§ **READING PASSAGE**:
┄┄┄┄┄┄

Utilities SubPackage

This subpackage collects various utilities

transitionMatrix.utils.converters module

Converter utilities to help switch between various formats

transitionMatrix.utils.converters.datetime_to_float(dataframe, time_column='Time', format=None)[source]

datetime_to_float() converts dates from string format to the canonical float format

Parameters:

time_column – the column label of the observation times
dataframe – Pandas dataframe with dates in string format

Returns:

Pandas dataframe with dates in float format

Return type:

object

Note

The date string must be recognizable by the pandas to_datetime function.

transitionMatrix.utils.converters.frame_to_array(dataframe)[source]: Convert pandas to numpy array :param dataframe: :return:

transitionMatrix.utils.converters.to_canonical(dataframe)[source]

to_canonical() converts a dataframe that is in compact form into a canonical form

Parameters:: dataframe
Returns:: dataframe

transitionMatrix.utils.converters.to_compact(dataframe)[source]

to_compact() converts a dataframe that is in canonical form into a compact form

Parameters:: dataframe
Returns:: dataframe

transitionMatrix.utils.preprocessing module

module transitionMatrix.utils - helper classes and functions

transitionMatrix.utils.preprocessing.bin_timestamps(sorted_data, cohorts, output_format=0, remove_stale=False)[source]

Bin timestamped data in a dataframe so as to have ingoing and outgoing states per cohort interval

Parameters:

data (pandas dataframe) – the dataframe to cohort
cohorts – the number of cohorts
output_format (int) – how to structure the outputs (0=cohorts, 1=event_list)

┄┄┄┄┄┄

§ **RECORD SET**:

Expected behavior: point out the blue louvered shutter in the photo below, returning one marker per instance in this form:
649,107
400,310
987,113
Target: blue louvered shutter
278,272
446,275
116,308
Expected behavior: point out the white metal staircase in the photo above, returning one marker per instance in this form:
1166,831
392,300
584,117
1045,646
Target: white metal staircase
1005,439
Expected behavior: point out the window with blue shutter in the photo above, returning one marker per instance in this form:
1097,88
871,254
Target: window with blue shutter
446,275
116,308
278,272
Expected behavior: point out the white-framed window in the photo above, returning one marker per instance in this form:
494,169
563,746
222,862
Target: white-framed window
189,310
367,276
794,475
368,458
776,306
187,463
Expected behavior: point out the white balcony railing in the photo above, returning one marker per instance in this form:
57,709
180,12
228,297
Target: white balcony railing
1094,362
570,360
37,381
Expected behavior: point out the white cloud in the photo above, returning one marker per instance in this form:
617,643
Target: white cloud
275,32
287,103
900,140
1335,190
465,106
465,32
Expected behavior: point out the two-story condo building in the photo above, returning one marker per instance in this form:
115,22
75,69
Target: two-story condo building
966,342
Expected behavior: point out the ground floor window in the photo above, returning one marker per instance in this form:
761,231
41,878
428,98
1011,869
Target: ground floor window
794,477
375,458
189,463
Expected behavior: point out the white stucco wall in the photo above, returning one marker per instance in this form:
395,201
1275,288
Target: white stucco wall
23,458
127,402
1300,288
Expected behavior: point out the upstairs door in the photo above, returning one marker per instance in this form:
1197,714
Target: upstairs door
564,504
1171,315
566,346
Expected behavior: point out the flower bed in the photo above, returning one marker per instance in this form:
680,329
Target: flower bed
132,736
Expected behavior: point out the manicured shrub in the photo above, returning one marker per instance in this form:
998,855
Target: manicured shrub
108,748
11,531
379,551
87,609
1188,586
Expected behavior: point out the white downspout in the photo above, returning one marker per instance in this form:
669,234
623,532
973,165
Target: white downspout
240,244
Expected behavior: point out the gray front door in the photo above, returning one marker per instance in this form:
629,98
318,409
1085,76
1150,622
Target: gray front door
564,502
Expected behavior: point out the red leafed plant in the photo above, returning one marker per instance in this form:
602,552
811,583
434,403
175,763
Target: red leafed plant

┄┄┄┄┄┄

§ **REQUIREMENT**:
Reproduce the transitionMatrix utilities documentation verbatim, from "module transitionMatrix.utils - helper" up to and including "outputs (0=cohorts, 1=event_list)".

§ **SOLUTION BELOW**:
module transitionMatrix.utils - helper classes and functions

transitionMatrix.utils.preprocessing.bin_timestamps(sorted_data, cohorts, output_format=0, remove_stale=False)[source]

Bin timestamped data in a dataframe so as to have ingoing and outgoing states per cohort interval

Parameters:

data (pandas dataframe) – the dataframe to cohort
cohorts – the number of cohorts
output_format (int) – how to structure the outputs (0=cohorts, 1=event_list)